• **Instructions for the task**
Reproduce the listing below verbatim, line by line, without altering any wording or punctuation.

• **Records to process**

****************************************

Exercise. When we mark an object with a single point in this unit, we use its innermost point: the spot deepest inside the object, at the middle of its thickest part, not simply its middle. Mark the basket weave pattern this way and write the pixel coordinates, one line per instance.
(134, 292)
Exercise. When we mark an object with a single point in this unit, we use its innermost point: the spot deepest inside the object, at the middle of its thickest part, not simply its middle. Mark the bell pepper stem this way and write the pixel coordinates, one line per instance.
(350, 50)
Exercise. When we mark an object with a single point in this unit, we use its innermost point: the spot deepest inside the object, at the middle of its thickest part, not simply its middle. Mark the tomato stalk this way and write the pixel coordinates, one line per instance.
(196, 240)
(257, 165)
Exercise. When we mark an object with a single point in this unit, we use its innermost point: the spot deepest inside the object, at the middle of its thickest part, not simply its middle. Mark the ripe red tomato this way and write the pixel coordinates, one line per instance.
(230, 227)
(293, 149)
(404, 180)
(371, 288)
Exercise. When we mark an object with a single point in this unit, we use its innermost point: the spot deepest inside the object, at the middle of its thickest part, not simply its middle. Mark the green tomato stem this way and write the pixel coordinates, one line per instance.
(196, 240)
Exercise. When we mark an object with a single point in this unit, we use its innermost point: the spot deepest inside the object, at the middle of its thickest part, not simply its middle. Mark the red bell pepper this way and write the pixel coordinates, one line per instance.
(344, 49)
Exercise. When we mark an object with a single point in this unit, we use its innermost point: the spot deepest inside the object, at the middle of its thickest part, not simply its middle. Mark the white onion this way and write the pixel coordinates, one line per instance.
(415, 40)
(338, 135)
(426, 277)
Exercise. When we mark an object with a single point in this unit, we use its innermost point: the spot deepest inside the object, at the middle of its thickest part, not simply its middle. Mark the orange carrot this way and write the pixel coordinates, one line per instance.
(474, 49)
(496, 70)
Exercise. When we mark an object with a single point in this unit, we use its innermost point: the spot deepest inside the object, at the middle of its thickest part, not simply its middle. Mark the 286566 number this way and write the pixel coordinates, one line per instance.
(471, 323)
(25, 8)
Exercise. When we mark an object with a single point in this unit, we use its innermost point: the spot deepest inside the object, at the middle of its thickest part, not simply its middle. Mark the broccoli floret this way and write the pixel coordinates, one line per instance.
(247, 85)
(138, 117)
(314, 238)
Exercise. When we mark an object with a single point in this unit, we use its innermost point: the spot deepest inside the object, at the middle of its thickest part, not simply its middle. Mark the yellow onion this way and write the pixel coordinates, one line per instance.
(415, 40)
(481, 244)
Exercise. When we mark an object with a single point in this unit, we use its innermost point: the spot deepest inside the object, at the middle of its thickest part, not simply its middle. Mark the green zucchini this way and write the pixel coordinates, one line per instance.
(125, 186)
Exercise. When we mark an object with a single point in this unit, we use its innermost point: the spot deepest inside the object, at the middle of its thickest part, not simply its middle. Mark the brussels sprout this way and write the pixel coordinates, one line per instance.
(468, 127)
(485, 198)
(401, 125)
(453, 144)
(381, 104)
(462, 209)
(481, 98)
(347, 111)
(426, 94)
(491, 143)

****************************************

• **Response for this exercise**
Exercise. When we mark an object with a single point in this unit, we use its innermost point: the spot deepest inside the object, at the middle of its thickest part, not simply its middle. Mark the basket weave pattern this way and write the pixel coordinates, one line per instance.
(134, 292)
Exercise. When we mark an object with a single point in this unit, we use its innermost point: the spot deepest inside the object, at the middle of its thickest part, not simply its middle. Mark the bell pepper stem this way and write the pixel coordinates, one line per instance.
(350, 50)
Exercise. When we mark an object with a single point in this unit, we use its innermost point: the spot deepest inside the object, at the middle of its thickest part, not simply its middle. Mark the tomato stalk this way and write the pixel coordinates, one line per instance.
(196, 240)
(257, 165)
Exercise. When we mark an object with a single point in this unit, we use its innermost point: the spot deepest inside the object, at the middle of its thickest part, not simply its middle. Mark the ripe red tomato this way and write the pixel coordinates, one line per instance.
(230, 227)
(293, 149)
(404, 180)
(371, 288)
Exercise. When we mark an object with a single point in this unit, we use its innermost point: the spot deepest inside the object, at the middle of its thickest part, not simply its middle. Mark the green tomato stem this way and write the pixel coordinates, one line per instance.
(196, 240)
Exercise. When we mark an object with a single point in this unit, we use its innermost point: the spot deepest inside the object, at the middle of its thickest part, not simply its middle. Mark the red bell pepper this way and write the pixel coordinates, one line per instance.
(344, 49)
Exercise. When we mark an object with a single point in this unit, we use its innermost point: the spot deepest inside the object, at the middle of its thickest part, not simply its middle. Mark the white onion this way and write the pixel coordinates, one line per instance.
(415, 40)
(338, 135)
(426, 277)
Exercise. When we mark an object with a single point in this unit, we use its innermost point: the spot deepest inside the object, at the middle of its thickest part, not simply its middle. Mark the orange carrot this way and write the pixel coordinates, one line per instance.
(474, 49)
(496, 70)
Exercise. When we mark an object with a single point in this unit, we use its innermost point: the spot deepest inside the object, at the middle of its thickest part, not simply its middle. Mark the 286566 number this way and write the pixel coordinates, one line per instance.
(471, 323)
(25, 8)
Exercise. When we mark an object with a single point in this unit, we use its innermost point: the spot deepest inside the object, at the middle of its thickest part, not simply its middle. Mark the broccoli floret this way and write the pixel coordinates, one line per instance.
(247, 85)
(138, 117)
(314, 238)
Exercise. When we mark an object with a single point in this unit, we use its innermost point: the spot deepest inside the object, at the middle of its thickest part, not simply its middle. Mark the yellow onion this way and write the pixel coordinates, one line per instance.
(415, 40)
(481, 244)
Exercise. When we mark an object with a single point in this unit, we use its innermost point: the spot deepest inside the object, at the middle of its thickest part, not simply its middle. Mark the green zucchini this way and write the pixel coordinates, one line per instance.
(125, 186)
Exercise. When we mark an object with a single point in this unit, we use its innermost point: the spot deepest inside the object, at the middle of its thickest part, not simply its middle. Mark the brussels sprout this way and write the pixel coordinates, one line per instance.
(468, 127)
(485, 198)
(401, 125)
(453, 144)
(381, 104)
(462, 209)
(481, 98)
(347, 111)
(426, 94)
(491, 143)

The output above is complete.